#### Text provided

About one in every eight women will be diagnosed with breast cancer during their lifetime. While this month is about bringing awareness to the disease, it also lends itself to an opportunity to connect with those engulfed with the battle right now.  Spectrum Sports 360 Reporter Despina Barton takes us out to Stetson University, where a platoon of parents are creating a safe haven of support.

For the first time all season Lynn Craske is snaking through the stands at Spec Martin Stadium and settling in to catch a Stetson Hatters football game.

“Jamieson, a lot of people know him as whisky,” Craske described her son. “He’s number 53 that’s his nick name on the team.”

That’s her son. He’s the star linebacker for the Hatters.

“When she wasn’t here I felt like a part of me wasn’t here and she’s always been my biggest cheerleader,” Jamieson said of his mom not being at his games.

After months of treatment to combat ovarian cancer Jamieson’s mom returned to that role,  surrounded by an extended family of football parents, many of them showing compassion, as they too, have been touched by a different cancer.

“I’m an 18 year survivor of breast cancer and I was very fortunate that they caught it early,” Susan Macon explained.

########
#### Extracted information

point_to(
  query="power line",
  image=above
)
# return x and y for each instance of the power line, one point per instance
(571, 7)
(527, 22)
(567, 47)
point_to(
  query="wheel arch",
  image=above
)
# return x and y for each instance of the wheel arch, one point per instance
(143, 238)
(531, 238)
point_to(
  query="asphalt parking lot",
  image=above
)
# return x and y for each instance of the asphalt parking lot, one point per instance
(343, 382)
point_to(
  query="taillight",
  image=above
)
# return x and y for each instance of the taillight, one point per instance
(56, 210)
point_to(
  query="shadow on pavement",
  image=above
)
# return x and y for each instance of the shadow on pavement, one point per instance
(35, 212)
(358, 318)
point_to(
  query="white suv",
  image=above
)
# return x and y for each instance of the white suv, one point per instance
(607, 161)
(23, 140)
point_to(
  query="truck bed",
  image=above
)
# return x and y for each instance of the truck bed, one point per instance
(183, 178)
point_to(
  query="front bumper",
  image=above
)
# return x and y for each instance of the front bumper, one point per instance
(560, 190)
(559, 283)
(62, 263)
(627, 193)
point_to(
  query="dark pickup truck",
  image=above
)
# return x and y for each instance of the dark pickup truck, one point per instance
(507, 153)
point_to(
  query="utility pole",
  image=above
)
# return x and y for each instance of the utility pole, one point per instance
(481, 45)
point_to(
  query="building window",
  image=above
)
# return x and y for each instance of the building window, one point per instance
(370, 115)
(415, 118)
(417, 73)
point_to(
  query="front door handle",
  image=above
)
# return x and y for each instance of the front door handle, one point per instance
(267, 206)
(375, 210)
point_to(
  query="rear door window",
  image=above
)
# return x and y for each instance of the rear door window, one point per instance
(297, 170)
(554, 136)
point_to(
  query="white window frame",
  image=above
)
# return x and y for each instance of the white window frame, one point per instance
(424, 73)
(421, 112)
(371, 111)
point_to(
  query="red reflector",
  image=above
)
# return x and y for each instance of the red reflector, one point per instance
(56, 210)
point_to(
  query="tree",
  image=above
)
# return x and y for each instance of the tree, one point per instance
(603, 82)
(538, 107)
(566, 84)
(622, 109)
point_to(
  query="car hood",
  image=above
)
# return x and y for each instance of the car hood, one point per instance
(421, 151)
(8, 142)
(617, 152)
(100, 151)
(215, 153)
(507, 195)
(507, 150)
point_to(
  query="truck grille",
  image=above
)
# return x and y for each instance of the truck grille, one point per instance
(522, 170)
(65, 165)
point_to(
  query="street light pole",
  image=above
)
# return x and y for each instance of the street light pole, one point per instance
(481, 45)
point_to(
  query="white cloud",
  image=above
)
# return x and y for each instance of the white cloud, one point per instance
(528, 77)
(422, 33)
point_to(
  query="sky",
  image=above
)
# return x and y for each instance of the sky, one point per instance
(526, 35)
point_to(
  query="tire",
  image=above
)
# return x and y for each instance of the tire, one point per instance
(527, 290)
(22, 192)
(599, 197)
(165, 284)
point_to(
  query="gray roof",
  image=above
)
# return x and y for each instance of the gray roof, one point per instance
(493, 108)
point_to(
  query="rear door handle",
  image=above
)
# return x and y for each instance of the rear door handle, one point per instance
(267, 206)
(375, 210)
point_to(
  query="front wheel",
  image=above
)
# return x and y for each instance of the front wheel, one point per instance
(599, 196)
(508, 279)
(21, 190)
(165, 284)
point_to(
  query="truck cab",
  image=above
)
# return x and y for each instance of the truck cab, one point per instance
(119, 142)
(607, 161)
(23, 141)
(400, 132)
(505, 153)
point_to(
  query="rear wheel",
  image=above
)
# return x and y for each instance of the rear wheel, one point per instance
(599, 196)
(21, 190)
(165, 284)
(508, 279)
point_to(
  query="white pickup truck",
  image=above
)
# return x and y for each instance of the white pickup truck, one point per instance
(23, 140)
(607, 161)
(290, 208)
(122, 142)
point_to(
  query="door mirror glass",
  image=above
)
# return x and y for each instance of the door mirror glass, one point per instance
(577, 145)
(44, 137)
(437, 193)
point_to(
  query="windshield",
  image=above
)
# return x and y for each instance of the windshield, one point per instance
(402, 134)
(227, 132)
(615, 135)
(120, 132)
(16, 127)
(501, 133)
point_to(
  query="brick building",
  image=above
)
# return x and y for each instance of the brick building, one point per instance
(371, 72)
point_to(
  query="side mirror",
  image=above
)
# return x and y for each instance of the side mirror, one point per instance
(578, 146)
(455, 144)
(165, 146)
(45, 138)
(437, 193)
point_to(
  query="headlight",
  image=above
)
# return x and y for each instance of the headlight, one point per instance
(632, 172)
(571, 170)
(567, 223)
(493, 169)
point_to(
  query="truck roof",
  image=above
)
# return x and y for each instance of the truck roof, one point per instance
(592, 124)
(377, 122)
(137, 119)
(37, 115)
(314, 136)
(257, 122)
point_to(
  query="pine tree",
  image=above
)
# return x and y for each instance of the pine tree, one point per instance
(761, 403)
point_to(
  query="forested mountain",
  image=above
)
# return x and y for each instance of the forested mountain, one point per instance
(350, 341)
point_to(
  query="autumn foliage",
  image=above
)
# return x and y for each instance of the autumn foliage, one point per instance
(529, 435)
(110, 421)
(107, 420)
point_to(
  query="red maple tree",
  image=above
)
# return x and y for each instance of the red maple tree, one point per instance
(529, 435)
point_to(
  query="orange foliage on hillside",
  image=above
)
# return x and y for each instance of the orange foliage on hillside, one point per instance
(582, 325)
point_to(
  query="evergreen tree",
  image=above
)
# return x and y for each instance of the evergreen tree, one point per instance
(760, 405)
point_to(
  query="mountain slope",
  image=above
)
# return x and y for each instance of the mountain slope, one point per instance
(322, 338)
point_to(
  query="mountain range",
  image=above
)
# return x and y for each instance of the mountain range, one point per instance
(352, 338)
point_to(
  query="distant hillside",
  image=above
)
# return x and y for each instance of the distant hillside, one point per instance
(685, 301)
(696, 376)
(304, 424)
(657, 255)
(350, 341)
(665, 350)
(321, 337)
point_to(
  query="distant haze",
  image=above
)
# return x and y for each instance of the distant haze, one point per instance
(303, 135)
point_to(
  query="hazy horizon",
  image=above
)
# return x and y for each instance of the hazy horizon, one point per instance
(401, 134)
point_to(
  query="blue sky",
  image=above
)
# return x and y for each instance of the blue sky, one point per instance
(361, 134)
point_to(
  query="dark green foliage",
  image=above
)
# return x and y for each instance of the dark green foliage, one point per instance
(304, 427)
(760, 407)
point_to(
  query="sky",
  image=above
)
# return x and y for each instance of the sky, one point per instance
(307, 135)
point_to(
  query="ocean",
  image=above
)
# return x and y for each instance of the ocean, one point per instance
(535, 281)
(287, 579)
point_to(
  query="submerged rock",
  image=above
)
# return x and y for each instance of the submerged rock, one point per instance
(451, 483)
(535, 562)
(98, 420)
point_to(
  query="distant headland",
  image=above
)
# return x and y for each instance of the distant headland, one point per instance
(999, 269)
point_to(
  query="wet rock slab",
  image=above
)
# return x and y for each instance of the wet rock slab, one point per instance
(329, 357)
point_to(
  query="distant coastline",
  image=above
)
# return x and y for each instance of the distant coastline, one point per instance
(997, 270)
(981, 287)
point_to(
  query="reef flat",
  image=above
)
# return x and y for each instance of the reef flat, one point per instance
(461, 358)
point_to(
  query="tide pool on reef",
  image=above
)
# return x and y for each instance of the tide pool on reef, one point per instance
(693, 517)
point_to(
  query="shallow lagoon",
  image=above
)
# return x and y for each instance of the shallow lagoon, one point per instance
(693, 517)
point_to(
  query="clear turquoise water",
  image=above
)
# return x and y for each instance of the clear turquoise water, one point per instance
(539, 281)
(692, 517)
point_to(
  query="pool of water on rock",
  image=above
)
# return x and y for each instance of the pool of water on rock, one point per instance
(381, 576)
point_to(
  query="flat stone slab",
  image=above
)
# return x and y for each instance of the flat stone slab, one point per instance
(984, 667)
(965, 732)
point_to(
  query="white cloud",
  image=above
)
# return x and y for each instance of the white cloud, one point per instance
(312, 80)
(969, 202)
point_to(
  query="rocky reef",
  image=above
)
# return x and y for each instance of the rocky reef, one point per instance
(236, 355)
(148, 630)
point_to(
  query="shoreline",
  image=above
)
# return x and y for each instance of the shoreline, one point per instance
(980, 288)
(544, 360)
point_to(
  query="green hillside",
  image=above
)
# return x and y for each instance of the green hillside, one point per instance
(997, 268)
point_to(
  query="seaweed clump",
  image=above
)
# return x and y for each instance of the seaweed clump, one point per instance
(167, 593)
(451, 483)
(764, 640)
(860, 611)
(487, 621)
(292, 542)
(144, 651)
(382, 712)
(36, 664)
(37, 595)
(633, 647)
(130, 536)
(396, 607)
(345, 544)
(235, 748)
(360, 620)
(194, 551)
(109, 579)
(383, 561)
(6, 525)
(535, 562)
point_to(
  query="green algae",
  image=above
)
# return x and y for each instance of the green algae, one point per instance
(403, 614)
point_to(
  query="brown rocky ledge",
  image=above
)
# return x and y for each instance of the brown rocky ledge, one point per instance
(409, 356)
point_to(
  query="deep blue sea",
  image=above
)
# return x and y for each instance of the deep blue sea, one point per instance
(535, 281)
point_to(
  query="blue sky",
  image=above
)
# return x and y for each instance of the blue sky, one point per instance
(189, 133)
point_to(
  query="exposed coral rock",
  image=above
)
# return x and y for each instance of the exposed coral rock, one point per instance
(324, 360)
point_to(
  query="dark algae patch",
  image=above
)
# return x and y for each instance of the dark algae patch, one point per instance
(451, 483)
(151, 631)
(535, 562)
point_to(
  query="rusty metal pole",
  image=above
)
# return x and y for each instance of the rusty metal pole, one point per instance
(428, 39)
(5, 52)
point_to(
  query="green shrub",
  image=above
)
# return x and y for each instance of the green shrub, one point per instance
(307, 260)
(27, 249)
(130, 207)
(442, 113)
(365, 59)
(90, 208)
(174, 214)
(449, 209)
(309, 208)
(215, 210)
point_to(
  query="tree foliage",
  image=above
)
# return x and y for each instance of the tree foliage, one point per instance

########

» **What you are asked to do**:
Supply the next part of the article about the Stetson football parents and cancer, picking up after its final sentence. The entries have no connection to the article about the Stetson football parents.

» **Result of this exercise**:
“My mom had breast cancer my husband three sisters had breast cancer, one died and the other two have survived and so we do what we can do to support,” Deanne Piccirilli added.

And that’s why on this October Saturday fans donned their pink t-shirt’s, cheerleaders upgraded their pom-pom’s, players wore pink socks and some even coloring their hair to bring awareness to the disease.

The same one that took Jamieson’s grandmother, Carolyn, back in January of 2016.

“My mother in law suffered from breast cancer and we lost her three years ago –it was the hardest thing to come to the campus and tell my son that his grandmother passed,” Lynn Craske explained.

Jamieson and Carolyn had a very close bond.

“She was the rock when I grew up. I mean I didn’t have a grandfather on my dad’s side so she was the one grandparent and she filled the role really well,” Jamieson said.

“To see her go through that battle was very difficult. This game always means more just thinking about her and understanding what she went through.”

When you see pink, what does that make you think of?

“Hope, hope for the future, for beating this cancer that women deal with and men every day,” Lynn added.

Hope to ring the bell not just for touchdowns but for a clean bill of health.

Who are you rooting for?

“All of them, I just don’t have any real favorites they are all my boys (laughter),” Macon said while smiling.

These fans and survivors happy to be together, spending their Saturday’s rooting for the Hatters and living for the hugs with their loved ones after the clock runs out.